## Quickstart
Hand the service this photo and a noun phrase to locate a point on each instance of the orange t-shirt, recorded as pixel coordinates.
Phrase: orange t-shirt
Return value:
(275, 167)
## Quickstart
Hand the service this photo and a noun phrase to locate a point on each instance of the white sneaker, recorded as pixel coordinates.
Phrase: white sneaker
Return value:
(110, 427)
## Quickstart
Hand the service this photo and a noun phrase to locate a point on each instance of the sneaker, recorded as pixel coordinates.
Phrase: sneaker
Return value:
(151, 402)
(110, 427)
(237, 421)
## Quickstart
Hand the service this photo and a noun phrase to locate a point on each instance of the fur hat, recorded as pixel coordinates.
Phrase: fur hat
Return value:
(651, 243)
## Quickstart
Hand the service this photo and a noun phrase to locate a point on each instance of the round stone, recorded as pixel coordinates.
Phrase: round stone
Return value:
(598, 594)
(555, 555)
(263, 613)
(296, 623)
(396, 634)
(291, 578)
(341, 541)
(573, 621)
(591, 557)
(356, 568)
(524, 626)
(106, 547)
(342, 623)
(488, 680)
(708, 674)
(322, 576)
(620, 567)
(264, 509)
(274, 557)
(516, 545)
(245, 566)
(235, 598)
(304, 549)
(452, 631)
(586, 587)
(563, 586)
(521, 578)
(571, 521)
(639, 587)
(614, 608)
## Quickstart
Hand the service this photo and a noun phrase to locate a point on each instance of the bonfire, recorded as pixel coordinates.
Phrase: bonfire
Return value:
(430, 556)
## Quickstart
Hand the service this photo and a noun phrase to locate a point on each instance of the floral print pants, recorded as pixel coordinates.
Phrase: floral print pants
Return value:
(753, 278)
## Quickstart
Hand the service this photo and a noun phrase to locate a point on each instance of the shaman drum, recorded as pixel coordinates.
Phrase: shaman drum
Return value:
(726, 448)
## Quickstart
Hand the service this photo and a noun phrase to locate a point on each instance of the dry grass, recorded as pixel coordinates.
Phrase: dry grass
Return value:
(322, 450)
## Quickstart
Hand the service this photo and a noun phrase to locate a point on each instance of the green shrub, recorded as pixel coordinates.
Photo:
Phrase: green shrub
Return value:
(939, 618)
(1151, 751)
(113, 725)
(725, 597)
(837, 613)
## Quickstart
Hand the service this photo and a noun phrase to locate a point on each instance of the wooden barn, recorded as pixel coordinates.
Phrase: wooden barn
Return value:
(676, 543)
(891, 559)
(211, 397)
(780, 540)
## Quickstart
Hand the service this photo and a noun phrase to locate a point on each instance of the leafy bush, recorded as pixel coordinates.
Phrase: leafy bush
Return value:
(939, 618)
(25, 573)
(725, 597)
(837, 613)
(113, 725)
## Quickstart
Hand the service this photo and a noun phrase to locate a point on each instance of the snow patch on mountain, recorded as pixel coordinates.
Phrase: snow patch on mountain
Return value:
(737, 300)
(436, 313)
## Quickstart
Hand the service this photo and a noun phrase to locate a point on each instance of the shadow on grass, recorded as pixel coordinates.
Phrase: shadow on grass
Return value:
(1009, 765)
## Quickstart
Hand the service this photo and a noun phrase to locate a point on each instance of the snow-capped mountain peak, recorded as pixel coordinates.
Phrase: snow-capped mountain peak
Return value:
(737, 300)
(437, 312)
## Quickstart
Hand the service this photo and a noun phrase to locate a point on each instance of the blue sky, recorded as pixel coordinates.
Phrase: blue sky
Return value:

============

Return all of the data word for word.

## Quickstart
Hand the service this photo and a noun phrase to locate a point on each instance of the orange t-shirt, recorded as pixel coordinates.
Phrase: orange t-shirt
Return value:
(275, 167)
## Quickstart
Hand the service this photo and a noun phrase to locate a point on each instance of the white sneaker, recorded as pixel coordinates.
Phrase: white sneaker
Return value:
(110, 427)
## Quickstart
Hand the service this photo and a noun phrase to locate a point on each instance of the sneaker, recorded as pixel coordinates.
Phrase: sneaker
Return value:
(151, 402)
(110, 427)
(237, 421)
## Quickstart
Hand the service this photo and a noun phrase to locate a point on each instance of the fur hat, recorded as pixel coordinates.
Phrase: fur hat
Return value:
(651, 243)
## Quickstart
Hand the service this photo and a noun phrase to locate a point on each instance of the round stone, recorded as pixel coordinates.
Phrase: round stone
Return value:
(598, 594)
(555, 555)
(263, 613)
(296, 623)
(396, 634)
(291, 578)
(341, 541)
(573, 621)
(591, 557)
(356, 568)
(524, 626)
(106, 547)
(342, 623)
(488, 680)
(708, 674)
(322, 576)
(620, 567)
(264, 509)
(274, 557)
(516, 545)
(245, 566)
(235, 598)
(304, 549)
(452, 631)
(586, 587)
(563, 586)
(521, 578)
(571, 521)
(639, 587)
(614, 608)
## Quickstart
Hand the service this photo and a noun phrase to locate a point on each instance of the bonfire, recorded as pixel coordinates.
Phrase: bonfire
Return value:
(430, 556)
## Quickstart
Hand the service this photo and a noun phrase to locate a point on each instance of the floral print pants, recorded as pixel coordinates.
Phrase: floral print pants
Return value:
(753, 278)
## Quickstart
Hand the service this photo and a noun phrase to locate a point on each instance of the shaman drum, recorded as pixel coordinates.
Phrase: shaman drum
Return value:
(726, 448)
## Quickstart
Hand the service this photo and a noun phrase to locate a point on each instance of the dry grass, recorded as pixel coordinates.
Phrase: dry grass
Return value:
(322, 450)
## Quickstart
Hand the service this photo and a noun phrase to locate a point on each instance of the green shrub, recorded as pixel coordinates.
Photo:
Phrase: green shrub
Return value:
(939, 618)
(1151, 751)
(113, 725)
(725, 597)
(837, 613)
## Quickstart
Hand the service this photo and a noun phrase to locate a point on each instance of the wooden barn, recorded as pixel coordinates.
Phrase: wooden barn
Return value:
(676, 543)
(891, 559)
(211, 397)
(780, 540)
## Quickstart
Hand the service this photo and a noun phrase to locate a point on each instance of the leafy bush, recorded as pixel coordinates.
Phrase: leafy bush
Return value:
(939, 618)
(25, 573)
(725, 597)
(837, 613)
(113, 725)
## Quickstart
Hand the service this photo and a noun phrase to locate a point on each instance of the snow patch on mountain, recorded as pixel coordinates.
Phrase: snow patch on mountain
Return value:
(737, 300)
(436, 313)
## Quickstart
Hand the service this photo and a noun phrase to locate a point on each instance of the shadow on grass, recorded as pixel coordinates.
Phrase: shadow on grass
Return value:
(1009, 765)
## Quickstart
Hand the service this photo and a noun phrase to locate a point on each instance of the snow-capped mountain peak, recorded as pixel coordinates.
Phrase: snow-capped mountain peak
Return value:
(737, 300)
(437, 312)
## Quickstart
Hand the service this photo and a noun phrase to locate a point on each instance of the blue sky, recorded as pixel coordinates.
Phrase: blue sky
Return value:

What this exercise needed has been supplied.